┌─ Vorliegender Text
Zehn Jahre Lechweg: Aktion des Trägervereins begeisterte

Am Ende strahlten alle: die Sonne ohnehin, aber auch die Wanderer und die Organisatoren des „längsten Lechtags“, bei dem am Samstag einfach traumhafte Verhältnisse herrschten. Der Fernwanderweg, der drei Bundesländer (zwei in Österreich, eins in Deutschland) und fünf Tourismusregionen miteinander verbindet, präsentierte sich an seinem zehnten Geburtstag dabei von seiner schönsten und besten Seite.
20. Juni 2022 | von Jürgen Gerrmann
Von Anfang an beste Stimmung herrschte beim „längsten Lechwegtag“, mit dem das zehnjährige Bestehen dieses Fernwanderwegs gefeiert wurde – und das sollte sich bis zum Ziel am Füssener Lechfall nicht ändern. Mit dabei waren übrigens auch zwei Gewinner aus den Reihen der RUNDSCHAU-Leser.   RS-Foto: Gerrmann
Von Jürgen Gerrmann.
└─
┌─ Eingabe
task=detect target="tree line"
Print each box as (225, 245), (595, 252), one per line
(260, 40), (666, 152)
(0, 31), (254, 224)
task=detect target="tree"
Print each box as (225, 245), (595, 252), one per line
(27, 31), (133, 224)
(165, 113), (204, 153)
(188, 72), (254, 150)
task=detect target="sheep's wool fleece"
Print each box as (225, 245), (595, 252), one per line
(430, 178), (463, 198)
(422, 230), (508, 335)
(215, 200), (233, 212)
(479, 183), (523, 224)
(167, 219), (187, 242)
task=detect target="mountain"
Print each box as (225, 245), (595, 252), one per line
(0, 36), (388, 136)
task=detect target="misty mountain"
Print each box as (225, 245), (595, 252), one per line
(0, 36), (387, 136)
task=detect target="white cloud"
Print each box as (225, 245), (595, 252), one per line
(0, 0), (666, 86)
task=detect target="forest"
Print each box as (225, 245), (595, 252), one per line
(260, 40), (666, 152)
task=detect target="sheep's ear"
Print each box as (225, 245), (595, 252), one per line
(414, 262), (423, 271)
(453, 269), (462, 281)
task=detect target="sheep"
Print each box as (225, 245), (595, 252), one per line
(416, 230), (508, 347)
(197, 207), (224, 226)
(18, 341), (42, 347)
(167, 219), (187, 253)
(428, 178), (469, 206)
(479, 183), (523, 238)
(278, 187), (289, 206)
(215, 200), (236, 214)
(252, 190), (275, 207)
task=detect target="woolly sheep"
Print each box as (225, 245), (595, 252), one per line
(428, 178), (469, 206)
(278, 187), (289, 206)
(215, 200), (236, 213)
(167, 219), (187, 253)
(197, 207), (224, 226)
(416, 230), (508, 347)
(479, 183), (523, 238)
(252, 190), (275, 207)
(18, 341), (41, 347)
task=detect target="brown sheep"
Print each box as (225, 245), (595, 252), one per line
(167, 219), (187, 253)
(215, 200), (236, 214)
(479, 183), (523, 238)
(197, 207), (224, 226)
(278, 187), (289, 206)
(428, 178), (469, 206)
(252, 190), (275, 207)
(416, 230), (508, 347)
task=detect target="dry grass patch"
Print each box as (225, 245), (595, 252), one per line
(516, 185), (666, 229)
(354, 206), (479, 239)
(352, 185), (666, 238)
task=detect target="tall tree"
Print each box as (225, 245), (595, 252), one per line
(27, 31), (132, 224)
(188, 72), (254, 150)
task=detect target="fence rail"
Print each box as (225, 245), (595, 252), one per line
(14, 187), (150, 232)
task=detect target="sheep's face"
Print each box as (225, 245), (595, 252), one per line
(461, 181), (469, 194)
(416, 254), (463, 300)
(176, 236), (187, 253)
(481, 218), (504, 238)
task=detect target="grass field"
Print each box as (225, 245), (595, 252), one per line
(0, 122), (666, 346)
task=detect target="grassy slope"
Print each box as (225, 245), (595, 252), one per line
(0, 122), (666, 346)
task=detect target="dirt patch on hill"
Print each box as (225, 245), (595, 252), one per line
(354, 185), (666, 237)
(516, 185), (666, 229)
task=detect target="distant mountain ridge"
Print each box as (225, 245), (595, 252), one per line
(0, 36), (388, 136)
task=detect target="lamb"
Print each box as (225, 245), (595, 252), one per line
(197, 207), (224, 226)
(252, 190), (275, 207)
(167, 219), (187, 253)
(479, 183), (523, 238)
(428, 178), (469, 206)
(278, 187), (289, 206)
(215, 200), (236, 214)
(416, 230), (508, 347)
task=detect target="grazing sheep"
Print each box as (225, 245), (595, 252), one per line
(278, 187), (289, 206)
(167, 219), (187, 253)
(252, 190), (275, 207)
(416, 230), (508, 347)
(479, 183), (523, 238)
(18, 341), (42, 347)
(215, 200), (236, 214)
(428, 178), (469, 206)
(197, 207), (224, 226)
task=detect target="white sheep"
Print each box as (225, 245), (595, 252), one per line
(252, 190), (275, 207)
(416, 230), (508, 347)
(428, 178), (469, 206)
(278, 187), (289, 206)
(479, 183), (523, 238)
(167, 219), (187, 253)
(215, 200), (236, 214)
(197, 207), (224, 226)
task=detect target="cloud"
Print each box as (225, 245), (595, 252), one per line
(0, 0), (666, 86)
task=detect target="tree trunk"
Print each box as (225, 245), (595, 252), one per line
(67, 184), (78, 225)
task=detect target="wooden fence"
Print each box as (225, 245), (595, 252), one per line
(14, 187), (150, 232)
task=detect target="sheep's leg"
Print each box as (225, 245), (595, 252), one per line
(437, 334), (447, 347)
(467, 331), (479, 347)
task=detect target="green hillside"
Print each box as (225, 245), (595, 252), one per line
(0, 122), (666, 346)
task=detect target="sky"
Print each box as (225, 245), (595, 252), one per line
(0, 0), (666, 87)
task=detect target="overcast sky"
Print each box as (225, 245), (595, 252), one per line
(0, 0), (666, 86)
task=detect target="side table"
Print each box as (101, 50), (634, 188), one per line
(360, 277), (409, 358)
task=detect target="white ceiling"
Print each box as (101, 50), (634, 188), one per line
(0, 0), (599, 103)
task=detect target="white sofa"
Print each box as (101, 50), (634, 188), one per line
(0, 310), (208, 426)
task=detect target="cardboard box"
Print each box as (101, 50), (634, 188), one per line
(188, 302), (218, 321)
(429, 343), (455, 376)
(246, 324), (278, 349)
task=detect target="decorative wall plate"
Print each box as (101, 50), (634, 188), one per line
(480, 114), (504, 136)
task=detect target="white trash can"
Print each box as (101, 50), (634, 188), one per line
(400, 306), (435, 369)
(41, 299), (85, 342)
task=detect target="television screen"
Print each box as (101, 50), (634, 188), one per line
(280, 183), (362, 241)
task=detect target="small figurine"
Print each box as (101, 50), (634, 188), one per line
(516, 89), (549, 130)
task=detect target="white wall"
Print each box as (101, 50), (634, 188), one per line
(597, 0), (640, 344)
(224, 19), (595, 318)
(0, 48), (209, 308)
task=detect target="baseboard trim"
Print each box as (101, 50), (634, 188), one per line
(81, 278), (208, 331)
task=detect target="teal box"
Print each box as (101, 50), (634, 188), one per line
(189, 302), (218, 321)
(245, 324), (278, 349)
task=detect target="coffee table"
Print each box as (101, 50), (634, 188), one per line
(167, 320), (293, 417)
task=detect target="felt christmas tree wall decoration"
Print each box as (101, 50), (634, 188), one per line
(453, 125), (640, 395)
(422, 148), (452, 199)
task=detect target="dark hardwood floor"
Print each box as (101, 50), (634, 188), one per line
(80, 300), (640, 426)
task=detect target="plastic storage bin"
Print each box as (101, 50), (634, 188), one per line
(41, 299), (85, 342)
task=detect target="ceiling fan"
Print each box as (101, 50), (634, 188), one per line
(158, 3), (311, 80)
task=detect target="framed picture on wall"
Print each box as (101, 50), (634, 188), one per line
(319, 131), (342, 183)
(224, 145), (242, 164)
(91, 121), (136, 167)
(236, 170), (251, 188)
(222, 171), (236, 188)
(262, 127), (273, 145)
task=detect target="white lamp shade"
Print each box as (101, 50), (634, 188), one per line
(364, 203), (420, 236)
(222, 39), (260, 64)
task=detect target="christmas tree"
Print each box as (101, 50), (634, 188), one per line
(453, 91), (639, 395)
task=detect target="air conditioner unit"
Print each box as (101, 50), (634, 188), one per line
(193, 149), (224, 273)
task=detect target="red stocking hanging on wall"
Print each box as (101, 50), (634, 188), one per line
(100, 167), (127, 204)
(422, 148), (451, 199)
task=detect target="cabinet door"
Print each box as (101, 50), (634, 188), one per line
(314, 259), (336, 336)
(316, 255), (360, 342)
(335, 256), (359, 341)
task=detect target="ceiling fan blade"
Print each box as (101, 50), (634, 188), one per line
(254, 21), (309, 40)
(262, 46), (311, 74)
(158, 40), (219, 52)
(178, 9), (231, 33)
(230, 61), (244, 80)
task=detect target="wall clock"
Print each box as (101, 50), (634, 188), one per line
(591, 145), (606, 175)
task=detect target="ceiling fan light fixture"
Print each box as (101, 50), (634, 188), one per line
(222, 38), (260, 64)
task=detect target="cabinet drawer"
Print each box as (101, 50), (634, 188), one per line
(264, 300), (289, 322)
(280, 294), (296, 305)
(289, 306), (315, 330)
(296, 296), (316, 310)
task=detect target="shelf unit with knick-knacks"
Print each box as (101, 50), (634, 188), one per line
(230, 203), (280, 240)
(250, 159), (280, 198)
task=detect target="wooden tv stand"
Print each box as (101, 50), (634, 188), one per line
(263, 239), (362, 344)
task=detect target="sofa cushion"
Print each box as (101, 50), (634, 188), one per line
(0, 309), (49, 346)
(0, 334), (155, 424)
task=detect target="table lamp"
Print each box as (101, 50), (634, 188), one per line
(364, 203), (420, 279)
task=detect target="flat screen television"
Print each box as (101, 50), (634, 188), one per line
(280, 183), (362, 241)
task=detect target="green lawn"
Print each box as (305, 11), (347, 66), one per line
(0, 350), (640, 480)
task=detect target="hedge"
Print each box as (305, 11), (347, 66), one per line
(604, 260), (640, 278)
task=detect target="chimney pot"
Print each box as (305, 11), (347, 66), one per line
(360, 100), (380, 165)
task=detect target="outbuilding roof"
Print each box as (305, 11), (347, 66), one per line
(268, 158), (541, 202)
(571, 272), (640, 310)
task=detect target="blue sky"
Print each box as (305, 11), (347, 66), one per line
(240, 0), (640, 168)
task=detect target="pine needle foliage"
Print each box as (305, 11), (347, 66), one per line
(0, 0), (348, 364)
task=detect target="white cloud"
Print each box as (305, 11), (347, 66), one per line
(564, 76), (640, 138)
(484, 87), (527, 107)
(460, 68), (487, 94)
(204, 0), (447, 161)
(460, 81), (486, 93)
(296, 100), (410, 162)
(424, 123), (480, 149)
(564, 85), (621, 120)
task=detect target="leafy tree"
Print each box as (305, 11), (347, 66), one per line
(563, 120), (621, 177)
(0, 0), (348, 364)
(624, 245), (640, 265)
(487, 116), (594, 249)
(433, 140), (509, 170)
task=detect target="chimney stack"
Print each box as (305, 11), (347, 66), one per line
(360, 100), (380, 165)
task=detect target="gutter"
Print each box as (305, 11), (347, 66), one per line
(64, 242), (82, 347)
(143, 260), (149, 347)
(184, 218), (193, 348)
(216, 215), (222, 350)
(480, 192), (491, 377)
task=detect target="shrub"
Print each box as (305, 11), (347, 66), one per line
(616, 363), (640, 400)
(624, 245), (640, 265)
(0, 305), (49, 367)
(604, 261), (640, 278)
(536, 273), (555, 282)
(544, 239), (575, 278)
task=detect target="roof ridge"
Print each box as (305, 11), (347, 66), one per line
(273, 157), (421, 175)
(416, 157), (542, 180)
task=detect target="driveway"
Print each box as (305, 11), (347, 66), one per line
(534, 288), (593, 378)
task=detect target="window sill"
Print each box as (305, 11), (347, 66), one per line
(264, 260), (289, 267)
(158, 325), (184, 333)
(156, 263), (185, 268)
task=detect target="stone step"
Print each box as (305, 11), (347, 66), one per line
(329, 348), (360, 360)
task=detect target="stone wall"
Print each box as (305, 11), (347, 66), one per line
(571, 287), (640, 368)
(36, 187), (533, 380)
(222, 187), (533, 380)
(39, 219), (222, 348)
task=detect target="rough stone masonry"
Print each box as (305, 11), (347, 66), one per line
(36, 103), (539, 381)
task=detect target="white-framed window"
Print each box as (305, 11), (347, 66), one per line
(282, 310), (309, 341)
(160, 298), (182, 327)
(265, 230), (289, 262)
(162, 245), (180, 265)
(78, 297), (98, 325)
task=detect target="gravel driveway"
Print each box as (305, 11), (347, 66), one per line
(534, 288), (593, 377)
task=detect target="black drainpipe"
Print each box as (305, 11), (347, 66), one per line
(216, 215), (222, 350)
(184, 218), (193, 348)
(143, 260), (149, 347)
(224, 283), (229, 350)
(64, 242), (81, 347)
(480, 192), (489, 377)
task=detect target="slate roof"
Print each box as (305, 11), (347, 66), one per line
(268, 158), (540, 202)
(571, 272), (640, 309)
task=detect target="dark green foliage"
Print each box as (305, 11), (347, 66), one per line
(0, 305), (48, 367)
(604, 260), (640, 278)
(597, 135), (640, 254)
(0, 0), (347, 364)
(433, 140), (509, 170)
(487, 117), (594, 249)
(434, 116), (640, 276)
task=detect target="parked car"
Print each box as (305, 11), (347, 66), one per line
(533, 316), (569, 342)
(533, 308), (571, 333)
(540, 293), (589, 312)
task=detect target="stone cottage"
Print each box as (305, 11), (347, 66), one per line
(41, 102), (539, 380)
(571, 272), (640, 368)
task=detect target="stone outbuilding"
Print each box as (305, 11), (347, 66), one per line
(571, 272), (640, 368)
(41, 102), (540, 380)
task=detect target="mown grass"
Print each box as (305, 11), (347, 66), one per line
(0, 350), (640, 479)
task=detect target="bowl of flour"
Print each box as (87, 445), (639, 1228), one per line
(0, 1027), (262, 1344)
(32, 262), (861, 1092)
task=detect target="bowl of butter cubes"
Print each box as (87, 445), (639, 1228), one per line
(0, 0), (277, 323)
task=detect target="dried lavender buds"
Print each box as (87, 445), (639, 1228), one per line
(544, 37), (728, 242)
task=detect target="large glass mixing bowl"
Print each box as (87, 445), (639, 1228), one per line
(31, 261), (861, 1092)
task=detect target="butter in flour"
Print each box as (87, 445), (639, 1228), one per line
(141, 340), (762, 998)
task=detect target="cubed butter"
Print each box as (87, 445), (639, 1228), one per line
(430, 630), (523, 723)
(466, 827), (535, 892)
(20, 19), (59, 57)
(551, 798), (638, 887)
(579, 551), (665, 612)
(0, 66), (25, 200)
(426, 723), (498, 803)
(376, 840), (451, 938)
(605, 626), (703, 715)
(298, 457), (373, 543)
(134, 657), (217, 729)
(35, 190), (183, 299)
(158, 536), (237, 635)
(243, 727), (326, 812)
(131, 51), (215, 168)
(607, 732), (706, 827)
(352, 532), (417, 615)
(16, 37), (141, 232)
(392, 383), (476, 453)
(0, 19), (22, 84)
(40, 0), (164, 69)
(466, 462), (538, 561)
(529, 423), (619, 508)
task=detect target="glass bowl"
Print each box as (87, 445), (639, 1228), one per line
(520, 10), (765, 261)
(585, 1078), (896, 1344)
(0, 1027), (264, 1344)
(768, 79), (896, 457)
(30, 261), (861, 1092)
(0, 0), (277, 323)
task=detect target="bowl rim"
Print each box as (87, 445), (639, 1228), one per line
└─
### [Aufgabe 1]
Wie viele Bundesländer verbindet der Fernwanderweg laut dem Text über den Lechweg?
### [Aufgabe 2]
Schreiben Sie die Auflistung vom Anfang bis einschließlich der Zeile mit "(18, 341), (41, 347)" unverändert ab.
Der Text und die Auflistung stehen in keinem Zusammenhang miteinander.

### [Antwort 1]
Drei Bundesländer, zwei in Österreich und eines in Deutschland.

### [Antwort 2]
task=detect target="tree line"
Print each box as (225, 245), (595, 252), one per line
(260, 40), (666, 152)
(0, 31), (254, 224)
task=detect target="tree"
Print each box as (225, 245), (595, 252), one per line
(27, 31), (133, 224)
(165, 113), (204, 153)
(188, 72), (254, 150)
task=detect target="sheep's wool fleece"
Print each box as (225, 245), (595, 252), one per line
(430, 178), (463, 198)
(422, 230), (508, 335)
(215, 200), (233, 212)
(479, 183), (523, 224)
(167, 219), (187, 242)
task=detect target="mountain"
Print each box as (225, 245), (595, 252), one per line
(0, 36), (388, 136)
task=detect target="misty mountain"
Print each box as (225, 245), (595, 252), one per line
(0, 36), (387, 136)
task=detect target="white cloud"
Print each box as (225, 245), (595, 252), one per line
(0, 0), (666, 86)
task=detect target="forest"
Print each box as (225, 245), (595, 252), one per line
(260, 40), (666, 152)
task=detect target="sheep's ear"
Print each box as (225, 245), (595, 252), one per line
(414, 262), (423, 271)
(453, 269), (462, 281)
task=detect target="sheep"
Print each box as (225, 245), (595, 252), one per line
(416, 230), (508, 347)
(197, 207), (224, 226)
(18, 341), (42, 347)
(167, 219), (187, 253)
(428, 178), (469, 206)
(479, 183), (523, 238)
(278, 187), (289, 206)
(215, 200), (236, 214)
(252, 190), (275, 207)
task=detect target="woolly sheep"
Print each box as (225, 245), (595, 252), one per line
(428, 178), (469, 206)
(278, 187), (289, 206)
(215, 200), (236, 213)
(167, 219), (187, 253)
(197, 207), (224, 226)
(416, 230), (508, 347)
(479, 183), (523, 238)
(252, 190), (275, 207)
(18, 341), (41, 347)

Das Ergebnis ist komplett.